ACTIVITY
Every line in the records below with the string "gully" is to be copied out.

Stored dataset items
════════

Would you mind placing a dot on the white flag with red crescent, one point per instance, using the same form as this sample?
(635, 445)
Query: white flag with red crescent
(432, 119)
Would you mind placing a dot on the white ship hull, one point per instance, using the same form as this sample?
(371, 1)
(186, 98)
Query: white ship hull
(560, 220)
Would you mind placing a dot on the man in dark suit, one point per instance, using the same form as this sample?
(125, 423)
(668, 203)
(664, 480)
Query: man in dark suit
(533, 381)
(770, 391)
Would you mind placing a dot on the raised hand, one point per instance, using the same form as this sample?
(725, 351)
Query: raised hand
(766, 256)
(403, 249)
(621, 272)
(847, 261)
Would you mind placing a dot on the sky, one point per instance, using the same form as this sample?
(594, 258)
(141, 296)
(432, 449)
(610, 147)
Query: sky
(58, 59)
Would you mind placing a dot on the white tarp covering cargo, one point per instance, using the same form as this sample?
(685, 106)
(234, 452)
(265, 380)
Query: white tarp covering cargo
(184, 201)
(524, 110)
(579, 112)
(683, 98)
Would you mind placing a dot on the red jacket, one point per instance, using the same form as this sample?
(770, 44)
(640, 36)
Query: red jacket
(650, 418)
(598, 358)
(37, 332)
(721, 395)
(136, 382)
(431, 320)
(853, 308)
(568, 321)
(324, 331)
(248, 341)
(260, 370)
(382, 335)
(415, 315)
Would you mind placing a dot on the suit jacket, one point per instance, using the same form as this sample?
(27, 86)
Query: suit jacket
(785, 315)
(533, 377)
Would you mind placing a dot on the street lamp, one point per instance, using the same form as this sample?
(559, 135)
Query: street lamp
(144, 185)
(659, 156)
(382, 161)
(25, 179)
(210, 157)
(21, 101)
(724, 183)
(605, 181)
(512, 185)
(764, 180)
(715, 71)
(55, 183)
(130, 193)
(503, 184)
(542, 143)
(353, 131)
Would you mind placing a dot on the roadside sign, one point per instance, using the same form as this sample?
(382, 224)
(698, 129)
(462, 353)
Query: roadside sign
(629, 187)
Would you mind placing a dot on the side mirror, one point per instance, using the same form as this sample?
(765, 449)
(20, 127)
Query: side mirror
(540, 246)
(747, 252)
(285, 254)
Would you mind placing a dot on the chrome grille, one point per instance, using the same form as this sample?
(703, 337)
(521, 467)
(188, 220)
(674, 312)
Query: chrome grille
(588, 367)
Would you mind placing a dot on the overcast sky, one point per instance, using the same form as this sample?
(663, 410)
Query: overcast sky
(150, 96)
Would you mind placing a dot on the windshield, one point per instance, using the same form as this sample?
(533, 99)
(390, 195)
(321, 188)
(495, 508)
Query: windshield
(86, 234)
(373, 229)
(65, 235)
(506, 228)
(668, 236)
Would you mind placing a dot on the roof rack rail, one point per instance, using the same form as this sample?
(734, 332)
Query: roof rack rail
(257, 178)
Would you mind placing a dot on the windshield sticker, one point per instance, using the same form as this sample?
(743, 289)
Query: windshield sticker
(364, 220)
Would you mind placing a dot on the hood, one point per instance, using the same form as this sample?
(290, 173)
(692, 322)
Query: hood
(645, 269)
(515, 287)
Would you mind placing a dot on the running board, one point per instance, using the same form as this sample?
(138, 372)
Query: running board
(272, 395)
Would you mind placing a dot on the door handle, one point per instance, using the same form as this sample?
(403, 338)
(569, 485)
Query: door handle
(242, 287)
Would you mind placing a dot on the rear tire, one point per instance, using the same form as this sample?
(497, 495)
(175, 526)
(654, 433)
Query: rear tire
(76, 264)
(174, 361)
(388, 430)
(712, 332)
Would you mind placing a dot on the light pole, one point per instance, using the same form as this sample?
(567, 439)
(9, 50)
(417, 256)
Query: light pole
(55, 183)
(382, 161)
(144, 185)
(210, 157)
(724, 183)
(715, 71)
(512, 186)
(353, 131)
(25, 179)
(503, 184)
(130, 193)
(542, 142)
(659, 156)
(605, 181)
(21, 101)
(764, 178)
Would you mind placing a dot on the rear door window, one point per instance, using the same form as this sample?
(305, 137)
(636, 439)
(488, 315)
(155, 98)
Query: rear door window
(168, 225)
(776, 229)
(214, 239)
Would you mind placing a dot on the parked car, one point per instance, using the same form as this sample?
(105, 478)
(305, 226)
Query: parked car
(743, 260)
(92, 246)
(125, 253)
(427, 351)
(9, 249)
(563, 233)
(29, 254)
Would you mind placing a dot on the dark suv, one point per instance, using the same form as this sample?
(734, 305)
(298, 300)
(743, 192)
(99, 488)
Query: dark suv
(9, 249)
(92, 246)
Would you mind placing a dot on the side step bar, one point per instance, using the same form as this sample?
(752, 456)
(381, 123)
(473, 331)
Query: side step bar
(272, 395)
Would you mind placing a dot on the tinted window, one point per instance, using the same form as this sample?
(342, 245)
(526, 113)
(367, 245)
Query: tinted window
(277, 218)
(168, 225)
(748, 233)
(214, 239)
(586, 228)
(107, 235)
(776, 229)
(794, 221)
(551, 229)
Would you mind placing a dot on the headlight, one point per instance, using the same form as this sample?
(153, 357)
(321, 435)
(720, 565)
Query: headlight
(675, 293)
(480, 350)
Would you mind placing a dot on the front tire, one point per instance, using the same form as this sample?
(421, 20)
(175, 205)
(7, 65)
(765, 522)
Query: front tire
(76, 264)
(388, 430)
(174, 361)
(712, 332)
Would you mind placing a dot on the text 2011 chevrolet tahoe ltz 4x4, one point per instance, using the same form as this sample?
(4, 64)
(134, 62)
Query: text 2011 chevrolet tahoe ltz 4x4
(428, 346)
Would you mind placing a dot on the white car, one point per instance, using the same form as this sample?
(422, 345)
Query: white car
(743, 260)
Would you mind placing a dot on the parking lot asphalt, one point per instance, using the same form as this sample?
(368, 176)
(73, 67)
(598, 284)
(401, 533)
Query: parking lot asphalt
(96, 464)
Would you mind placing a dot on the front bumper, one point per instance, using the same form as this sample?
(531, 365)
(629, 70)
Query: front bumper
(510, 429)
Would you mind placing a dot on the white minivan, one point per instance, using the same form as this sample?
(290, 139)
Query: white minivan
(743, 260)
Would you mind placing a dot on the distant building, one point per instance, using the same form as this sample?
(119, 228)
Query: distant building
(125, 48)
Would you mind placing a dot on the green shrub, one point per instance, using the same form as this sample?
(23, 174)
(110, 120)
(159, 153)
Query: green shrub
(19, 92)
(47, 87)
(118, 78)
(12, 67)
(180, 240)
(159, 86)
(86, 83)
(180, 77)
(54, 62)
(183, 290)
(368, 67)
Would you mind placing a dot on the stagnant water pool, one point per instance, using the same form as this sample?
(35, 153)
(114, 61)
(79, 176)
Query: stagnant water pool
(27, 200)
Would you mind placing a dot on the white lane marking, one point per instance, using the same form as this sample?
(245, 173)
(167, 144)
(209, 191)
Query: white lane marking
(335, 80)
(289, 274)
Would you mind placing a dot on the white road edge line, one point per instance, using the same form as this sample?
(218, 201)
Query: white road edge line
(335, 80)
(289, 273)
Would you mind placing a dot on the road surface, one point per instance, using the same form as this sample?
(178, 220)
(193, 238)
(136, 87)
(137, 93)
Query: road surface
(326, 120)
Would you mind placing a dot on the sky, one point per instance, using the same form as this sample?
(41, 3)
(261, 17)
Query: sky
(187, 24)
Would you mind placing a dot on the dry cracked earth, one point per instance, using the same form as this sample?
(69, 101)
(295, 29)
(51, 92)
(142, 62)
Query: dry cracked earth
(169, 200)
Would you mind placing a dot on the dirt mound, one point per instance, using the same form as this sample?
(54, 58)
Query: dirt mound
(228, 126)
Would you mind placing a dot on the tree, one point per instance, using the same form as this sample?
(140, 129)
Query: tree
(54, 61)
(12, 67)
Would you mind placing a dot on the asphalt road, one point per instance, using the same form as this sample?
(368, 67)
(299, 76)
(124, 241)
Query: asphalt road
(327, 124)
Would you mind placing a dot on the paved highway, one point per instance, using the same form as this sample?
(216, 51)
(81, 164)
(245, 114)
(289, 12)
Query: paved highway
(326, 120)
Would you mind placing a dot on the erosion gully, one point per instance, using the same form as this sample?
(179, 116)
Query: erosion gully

════════

ANSWER FOR THIS EXERCISE
Would you mind placing a dot on the erosion gully, one point per instance, using the same form as this sample?
Query: erosion gully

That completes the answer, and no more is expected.